Page
* begin *

1. The Master and Margarita by Mikhail Bulgakov
Mikhail Bulgakov’s devastating satire of Soviet life was written during the darkest period of Stalin’s regime. Combining two distinct yet interwoven parts—one set in ancient Jerusalem, one in contemporary Moscow—the novel veers from moods of wild theatricality with violent storms, vampire attacks, and a Satanic ball; to such somber scenes as the meeting of Pilate and Yeshua, and the murder of Judas in the moonlit garden of Gethsemane; to the substance less, circus-like reality of Moscow. Its central characters, Woland (Satan) and his retinue—including the vodka-drinking black cat, Behemoth; the poet, Ivan Homeless; Pontius Pilate; and a writer known only as The Master, and his passionate companion, Margarita—exist in a world that blends fantasy and chilling realism, an artful collage of grotesqueries, dark comedy, and timeless ethical questions.
2. Eugene Onegin
In the 1820s, Eugene Onegin is a bored Saint Petersburg dandy, whose life consists of balls, concerts, parties and nothing more. One day he inherits a landed estate from his uncle. When he moves to the country, he strikes up a friendship with his neighbor, a starry-eyed young poet named Vladimir Lensky. One day, Lensky takes Onegin to dine with the family of his fiancée, the sociable but rather thoughtless Olga Larina. At this meeting he also catches a glimpse of Olga’s sister Tatyana. A quiet, precocious romantic and the exact opposite of Olga, Tatyana becomes intensely drawn to Onegin. Soon after, she bares her soul to Onegin in a letter professing her love. Contrary to her expectations, Onegin does not write back. When they meet in person, he rejects her advances politely but dismissively and condescendingly. This famous speech is often referred to as Onegin’s Sermon: he admits that the letter was touching, but says that he would quickly grow bored with marriage and can only offer Tatyana friendship; he coldly advises more emotional control in the future, lest another man take advantage of her innocence.
3. Anna Karenina
Acclaimed by many as the world’s greatest novel, Anna Karenin provides a vast panorama of contemporary life in Russia and of humanity in general. In it Tolstoy uses his intense imaginative insight to create some of the most memorable characters in literature. Anna is a sophisticated woman who abandons her empty existence as the wife of Karenin and turns to Count Vronsky to fulfill her passionate nature — with tragic consequences. Levin is a reflection of Tolstoy himself, often expressing the author’s own views and convictions.
Throughout, Tolstoy points no moral, merely inviting us not to judge but to watch. As Rosemary Edmonds comments, ‘He leaves the shifting patterns of the kaleidoscope to bring home the meaning of the brooding words following the title, ‘Vengeance is mine, and I will repay.

* end *

Set task 1
Name every novel that has its own numbered heading in the article on Russian novels.
Set task 2
Render the polygon labeling listing below as a numbered list without blank lines, omitting the picture.
The article on Russian novels and the listing after it are unrelated material.

Records supplied
* begin *

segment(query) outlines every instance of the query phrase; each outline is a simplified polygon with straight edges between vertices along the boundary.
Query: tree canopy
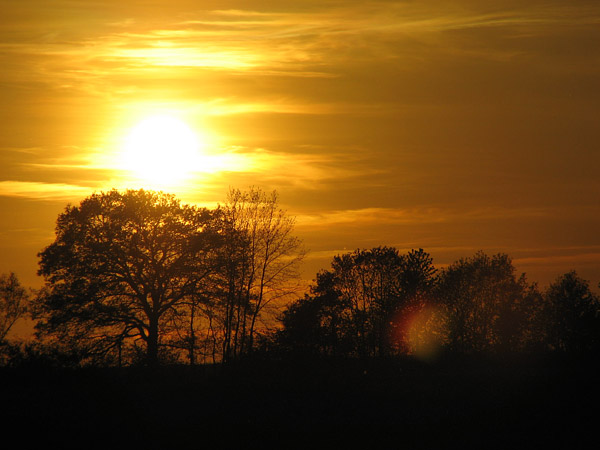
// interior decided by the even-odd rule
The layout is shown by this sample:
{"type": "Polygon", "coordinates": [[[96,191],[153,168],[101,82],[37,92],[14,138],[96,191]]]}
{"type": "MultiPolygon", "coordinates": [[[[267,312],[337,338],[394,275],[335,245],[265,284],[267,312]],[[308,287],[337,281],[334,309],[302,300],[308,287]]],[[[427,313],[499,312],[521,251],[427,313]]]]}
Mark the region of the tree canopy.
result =
{"type": "Polygon", "coordinates": [[[141,341],[155,364],[178,306],[215,270],[218,243],[212,212],[164,193],[113,190],[67,206],[39,254],[38,331],[90,355],[141,341]]]}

* end *

Task response 1
The Master and Margarita; Eugene Onegin; Anna Karenina

Task response 2
1. segment(query) outlines every instance of the query phrase; each outline is a simplified polygon with straight edges between vertices along the boundary.
2. Query: tree canopy
3. // interior decided by the even-odd rule
4. The layout is shown by this sample:
5. {"type": "Polygon", "coordinates": [[[96,191],[153,168],[101,82],[37,92],[14,138],[96,191]]]}
6. {"type": "MultiPolygon", "coordinates": [[[[267,312],[337,338],[394,275],[335,245],[265,284],[267,312]],[[308,287],[337,281],[334,309],[302,300],[308,287]]],[[[427,313],[499,312],[521,251],[427,313]]]]}
7. Mark the region of the tree canopy.
8. result =
9. {"type": "Polygon", "coordinates": [[[141,341],[155,364],[178,306],[215,270],[218,243],[212,212],[164,193],[113,190],[67,206],[39,254],[38,331],[90,355],[141,341]]]}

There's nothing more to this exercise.